*Dataset entries:*

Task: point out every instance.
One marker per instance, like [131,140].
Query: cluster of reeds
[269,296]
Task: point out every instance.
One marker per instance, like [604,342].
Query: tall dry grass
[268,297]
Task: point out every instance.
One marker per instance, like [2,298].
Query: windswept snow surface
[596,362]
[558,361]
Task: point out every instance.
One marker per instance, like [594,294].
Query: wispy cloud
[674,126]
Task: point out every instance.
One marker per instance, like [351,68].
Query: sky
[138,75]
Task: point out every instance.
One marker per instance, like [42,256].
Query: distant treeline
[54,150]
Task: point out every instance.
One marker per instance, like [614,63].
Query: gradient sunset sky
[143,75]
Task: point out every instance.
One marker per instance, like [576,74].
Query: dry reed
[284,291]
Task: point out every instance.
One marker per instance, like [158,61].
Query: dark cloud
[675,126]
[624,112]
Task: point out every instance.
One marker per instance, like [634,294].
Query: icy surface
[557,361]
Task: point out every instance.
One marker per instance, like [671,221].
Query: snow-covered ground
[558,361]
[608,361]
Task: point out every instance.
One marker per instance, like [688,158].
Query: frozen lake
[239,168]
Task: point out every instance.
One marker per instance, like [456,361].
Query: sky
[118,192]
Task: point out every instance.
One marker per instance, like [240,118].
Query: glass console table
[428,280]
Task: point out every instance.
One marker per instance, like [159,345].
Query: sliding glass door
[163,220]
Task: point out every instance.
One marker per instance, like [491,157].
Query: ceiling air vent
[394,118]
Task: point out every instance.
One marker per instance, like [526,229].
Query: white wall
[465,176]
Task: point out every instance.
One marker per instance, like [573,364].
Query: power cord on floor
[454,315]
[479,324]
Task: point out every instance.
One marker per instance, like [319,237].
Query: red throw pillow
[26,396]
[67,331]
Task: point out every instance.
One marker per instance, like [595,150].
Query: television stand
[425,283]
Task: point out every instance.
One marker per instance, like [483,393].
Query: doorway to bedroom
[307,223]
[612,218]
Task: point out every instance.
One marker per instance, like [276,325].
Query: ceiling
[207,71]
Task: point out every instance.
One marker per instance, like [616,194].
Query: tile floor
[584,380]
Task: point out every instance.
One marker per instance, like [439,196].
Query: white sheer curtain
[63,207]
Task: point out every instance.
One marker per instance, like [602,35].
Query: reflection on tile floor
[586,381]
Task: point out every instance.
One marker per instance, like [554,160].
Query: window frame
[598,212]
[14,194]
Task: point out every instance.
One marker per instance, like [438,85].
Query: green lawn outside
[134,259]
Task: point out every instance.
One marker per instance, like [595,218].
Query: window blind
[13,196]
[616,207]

*Exercise details:*
Return the listing above in full, character for character.

*The result:*
Task: point out every instance.
One marker per instance, like [131,140].
Query: cluster of reeds
[269,296]
Task: point out every instance.
One marker per instance, like [604,342].
Query: tall dry grass
[268,297]
Task: point out every instance.
One marker per instance, like [2,298].
Query: windswept snow surface
[596,362]
[558,361]
Task: point out every instance.
One marker per instance, like [594,294].
Query: wispy cloud
[674,126]
Task: point out every instance.
One marker per instance, like [351,68].
Query: sky
[138,75]
Task: point out every instance.
One marker per instance, like [42,256].
Query: distant treeline
[54,150]
Task: point out every instance.
One marker per instance, like [614,63].
Query: gradient sunset sky
[143,75]
Task: point out every instance.
One marker per instance, like [576,74].
Query: dry reed
[284,291]
Task: point out every instance.
One marker per instance, like [158,61].
Query: dark cloud
[675,126]
[624,112]
Task: point out every instance.
One marker per instance, like [634,294].
Query: icy surface
[557,361]
Task: point out every instance.
One marker per instance, like [671,221].
Query: snow-covered ground
[558,361]
[608,361]
Task: point out every instance.
One marker per instance, like [688,158].
Query: frozen lake
[239,168]
Task: point out every instance.
One marker per instance, like [456,361].
Query: sky
[118,192]
Task: point out every instance.
One marker per instance, like [240,118].
Query: glass console table
[428,280]
Task: point out every instance.
One marker per instance, like [159,345].
Query: sliding glass door
[163,220]
Task: point out every instance.
One marker per instance, like [491,157].
Query: ceiling air vent
[394,118]
Task: point out every instance.
One marker per instance, like [526,229].
Query: white wall
[465,176]
Task: point out every instance.
One marker per instance, like [573,364].
Query: power cord on floor
[454,315]
[479,324]
Task: point out every instance.
One marker per instance, like [319,237].
Query: red throw pillow
[26,396]
[67,331]
Task: point out every instance.
One marker per instance, like [595,150].
Query: television stand
[425,283]
Task: point out every instance.
One marker per instance, like [483,393].
Query: doorway to bedroom
[307,223]
[612,218]
Task: point out every instance.
One marker per instance, like [276,325].
Query: ceiling
[207,71]
Task: point out every instance.
One marker per instance, like [616,194].
Query: tile floor
[584,380]
Task: point out every instance.
One marker per instance, like [439,196].
Query: white sheer curtain
[63,207]
Task: point out every instance.
One marker per instance, like [602,35].
Query: reflection on tile floor
[586,381]
Task: point out every instance.
One marker per instance, like [554,160].
Query: window frame
[598,212]
[14,194]
Task: point out every instance.
One marker per instance, like [438,85].
Query: green lawn outside
[134,259]
Task: point out every instance.
One marker per instance, like [595,218].
Query: window blind
[13,196]
[616,207]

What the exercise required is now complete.